## ACTIVITY
Every entry should be duplicated verbatim, and no picture may appear in the copy.

—————

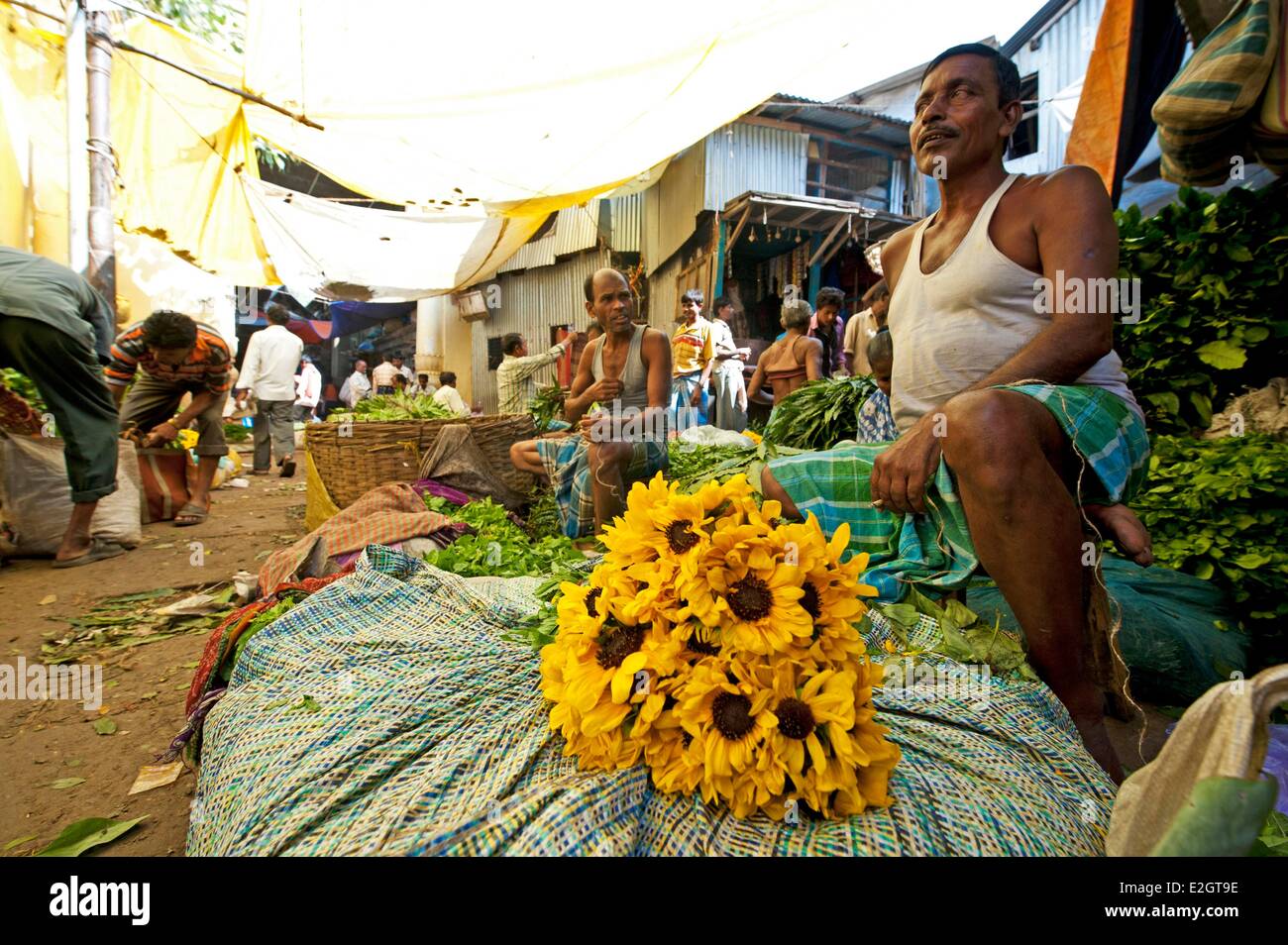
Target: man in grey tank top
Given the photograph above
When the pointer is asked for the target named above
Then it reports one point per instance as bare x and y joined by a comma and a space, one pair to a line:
1000, 391
625, 374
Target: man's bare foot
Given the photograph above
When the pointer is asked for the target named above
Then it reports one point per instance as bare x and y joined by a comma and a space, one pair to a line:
1120, 523
1095, 737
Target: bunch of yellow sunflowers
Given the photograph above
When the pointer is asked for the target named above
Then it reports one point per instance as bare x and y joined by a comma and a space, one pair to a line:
717, 643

—————

## COMPLETED EXERCISE
Target: man in grey tank top
Given the photograph above
When the pointer is asked for the target named above
Then it reports one point per instance as bare x and y joined by a comma and a space, one pair to a line:
1000, 391
625, 374
Target: man's bare foot
Given the photograph above
When the pointer is asked for the target named above
Then it reports one point per instance as bare x and y joined by a comma and a space, one pair to a line:
1120, 523
1095, 737
Target: bunch of yellow sunflowers
Given the photograph above
When the pointer is asked for the target named above
Then it reports one point per instance as bare x and y joined by a comma and a space, one pair to a line:
717, 643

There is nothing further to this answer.